If Intuitive Machines wanted to sell that 8 kg worth of payload to someone, the whole shebang would work out to about $9.6 million at Astrobotic's rates. Mind you, while Intuitive Machines works with some heavy hitters like the Department of Defense, NASA and SpaceX, that's a big cost to eat as a company that's only been around since 2013. The Nova-C holds just 100 kg worth of payload, meaning that Moon Mark's racing equipment will take up a full 8% of its initial haul. 

The more concerning numbers are the ones related to the tech that would need to be used to make this happen. While Moon Mark CTO Todd Wallach told New Atlas that he doesn't expect there to be any kind of communications lag that would affect the race itself, the numbers seem iffy. New Atlas explains: 

"I'm a little dicey on this one. If communications proceed between Earth and the Moon at the speed of light, which it's fair to say is pretty fast, they'll take about 1.3 seconds to cover the 384,000-odd kilometer (238,600 mile) gap. So unless there's some weird quantum entanglement business going on, the absolute best case scenario seems to be that when these kids push a thumbstick here on Earth, it'll take 1.3 seconds for the car to do something on the Moon, and 2.6 seconds before anything happens on the video feed they're watching."

One of New Atlas' moon vehicle renders. , New Atlas

The track could make this lag even more frustrating, as it won't be the usual Tilke jam with lots and lots of paved runoff, but rather, the natural rough surface of the moon itself. While Stephenson told New Atlas that the lunar surface was scanned enough that Tilke can devise some set route for the cars to use, dodging obstacles with a 2.6-plus-second delay seems frustrating at best. No specifics have been given on the cars' speeds just yet, so perhaps they could be slow enough that the lag won't be too much of a problem. However, Moon Mark claims that they will be fast.

- [Required work]:
• a. Reproduce the lunar racing article from "The track could" to "will be fast.", substituting "aggravating" for "frustrating".
• b. Resume the lunar racing article after its final sentence and extend it further.
The records that follow have no connection to the lunar racing article.

- [Records provided]:
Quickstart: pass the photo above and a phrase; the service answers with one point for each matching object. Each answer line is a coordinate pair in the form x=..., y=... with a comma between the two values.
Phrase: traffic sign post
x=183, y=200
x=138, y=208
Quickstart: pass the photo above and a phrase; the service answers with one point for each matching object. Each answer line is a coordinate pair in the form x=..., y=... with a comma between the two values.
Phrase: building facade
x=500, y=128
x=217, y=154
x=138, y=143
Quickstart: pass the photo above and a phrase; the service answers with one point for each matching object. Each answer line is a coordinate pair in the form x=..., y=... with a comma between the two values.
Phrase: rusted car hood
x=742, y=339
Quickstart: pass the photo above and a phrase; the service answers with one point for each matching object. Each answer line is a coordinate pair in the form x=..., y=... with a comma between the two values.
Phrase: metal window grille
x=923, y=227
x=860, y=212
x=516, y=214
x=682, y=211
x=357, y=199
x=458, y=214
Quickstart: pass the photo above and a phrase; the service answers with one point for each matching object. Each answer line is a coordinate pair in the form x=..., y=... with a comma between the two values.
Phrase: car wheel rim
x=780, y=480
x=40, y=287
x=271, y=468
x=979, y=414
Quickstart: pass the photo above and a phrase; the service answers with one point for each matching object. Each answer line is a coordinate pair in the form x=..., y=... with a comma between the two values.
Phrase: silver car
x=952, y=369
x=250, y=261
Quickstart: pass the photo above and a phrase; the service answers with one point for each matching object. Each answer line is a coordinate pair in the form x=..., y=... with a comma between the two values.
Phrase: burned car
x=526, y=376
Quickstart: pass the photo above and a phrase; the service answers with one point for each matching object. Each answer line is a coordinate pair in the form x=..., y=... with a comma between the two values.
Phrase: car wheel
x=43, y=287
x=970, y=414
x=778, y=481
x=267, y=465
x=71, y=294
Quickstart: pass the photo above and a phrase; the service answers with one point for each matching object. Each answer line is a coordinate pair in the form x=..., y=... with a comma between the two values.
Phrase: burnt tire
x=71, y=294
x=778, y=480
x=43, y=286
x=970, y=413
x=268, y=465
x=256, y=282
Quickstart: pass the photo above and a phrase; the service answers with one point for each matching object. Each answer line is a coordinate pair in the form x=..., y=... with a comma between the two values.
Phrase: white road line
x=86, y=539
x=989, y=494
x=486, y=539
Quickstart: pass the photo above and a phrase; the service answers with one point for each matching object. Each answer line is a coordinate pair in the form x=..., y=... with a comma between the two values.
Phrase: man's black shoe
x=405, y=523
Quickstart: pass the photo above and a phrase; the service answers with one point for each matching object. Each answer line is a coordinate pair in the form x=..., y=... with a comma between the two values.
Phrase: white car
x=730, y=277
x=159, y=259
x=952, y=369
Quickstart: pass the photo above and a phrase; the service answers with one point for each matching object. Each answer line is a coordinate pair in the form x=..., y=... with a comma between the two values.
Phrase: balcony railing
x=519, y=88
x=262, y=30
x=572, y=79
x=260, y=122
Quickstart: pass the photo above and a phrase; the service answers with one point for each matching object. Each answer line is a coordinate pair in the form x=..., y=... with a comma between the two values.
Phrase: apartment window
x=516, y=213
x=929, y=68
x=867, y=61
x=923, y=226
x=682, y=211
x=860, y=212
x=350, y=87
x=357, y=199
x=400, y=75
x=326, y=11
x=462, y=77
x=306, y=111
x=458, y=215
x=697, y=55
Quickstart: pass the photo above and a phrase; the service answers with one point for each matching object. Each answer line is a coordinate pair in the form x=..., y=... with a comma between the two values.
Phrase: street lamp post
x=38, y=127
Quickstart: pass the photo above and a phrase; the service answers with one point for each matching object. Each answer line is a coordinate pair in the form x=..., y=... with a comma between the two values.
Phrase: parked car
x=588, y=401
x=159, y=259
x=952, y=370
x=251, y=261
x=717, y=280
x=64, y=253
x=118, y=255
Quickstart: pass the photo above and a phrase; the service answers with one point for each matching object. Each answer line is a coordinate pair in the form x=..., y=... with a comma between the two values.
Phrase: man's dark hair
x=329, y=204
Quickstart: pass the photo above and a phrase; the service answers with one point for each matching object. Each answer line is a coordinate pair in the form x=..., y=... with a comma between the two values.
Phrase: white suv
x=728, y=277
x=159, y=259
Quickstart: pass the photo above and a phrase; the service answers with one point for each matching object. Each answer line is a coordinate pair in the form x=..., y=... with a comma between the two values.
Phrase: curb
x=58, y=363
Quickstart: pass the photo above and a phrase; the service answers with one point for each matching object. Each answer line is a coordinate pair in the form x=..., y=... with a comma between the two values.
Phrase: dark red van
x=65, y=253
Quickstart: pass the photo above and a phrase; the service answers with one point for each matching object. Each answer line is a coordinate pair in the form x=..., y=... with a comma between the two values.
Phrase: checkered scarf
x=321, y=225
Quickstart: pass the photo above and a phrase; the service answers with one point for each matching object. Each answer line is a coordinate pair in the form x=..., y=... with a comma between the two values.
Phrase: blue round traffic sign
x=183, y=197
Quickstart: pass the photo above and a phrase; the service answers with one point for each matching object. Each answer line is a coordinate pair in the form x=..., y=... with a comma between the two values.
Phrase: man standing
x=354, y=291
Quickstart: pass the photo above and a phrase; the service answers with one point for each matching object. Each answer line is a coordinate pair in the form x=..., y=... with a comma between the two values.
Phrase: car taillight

- [Exercise responses]:
• a.
The track could make this lag even more aggravating, as it won't be the usual Tilke jam with lots and lots of paved runoff, but rather, the natural rough surface of the moon itself. While Stephenson told New Atlas that the lunar surface was scanned enough that Tilke can devise some set route for the cars to use, dodging obstacles with a 2.6-plus-second delay seems aggravating at best. No specifics have been given on the cars' speeds just yet, so perhaps they could be slow enough that the lag won't be too much of a problem. However, Moon Mark claims that they will be fast.

• b.
Despite all of this, Stephenson seems pretty excited about the challenges of designing these cars, telling New Atlas

"There's a lot of things they have to consider. Obviously it's not downforce! It's more about, say, dust filtration, traction, weight, materials, endurance, stability ... Then there's center of gravity, and protection – if these things flip over at speed, you have to make sure none of the parts are damaged. You have to be able to upright it in some way. But everything you do to these things adds weight, everything you do to correct something else is another part added. So there's got to be an incredible simplicity to the design, and incredible reliability. There's a pretty big team working on it, a huge engineering team and there's some huge names attached that will be announced in early 2021."

Stephenson is also excited about building a lunar vehicle that doesn't look like the completely function-over-form rovers we're used to, noting that a cool design could help get younger generations interested in technology. 

While we all know how much auto designers love to work on implausible things that will never exist, I want to believe. I want to see race cars on the moon. We need some damn frivolity, and while it's weird to see rare space aboard a moon lander used for something that isn't a vital necessity, here's at least hoping that moon landings can become frequent to the point where that's no big deal.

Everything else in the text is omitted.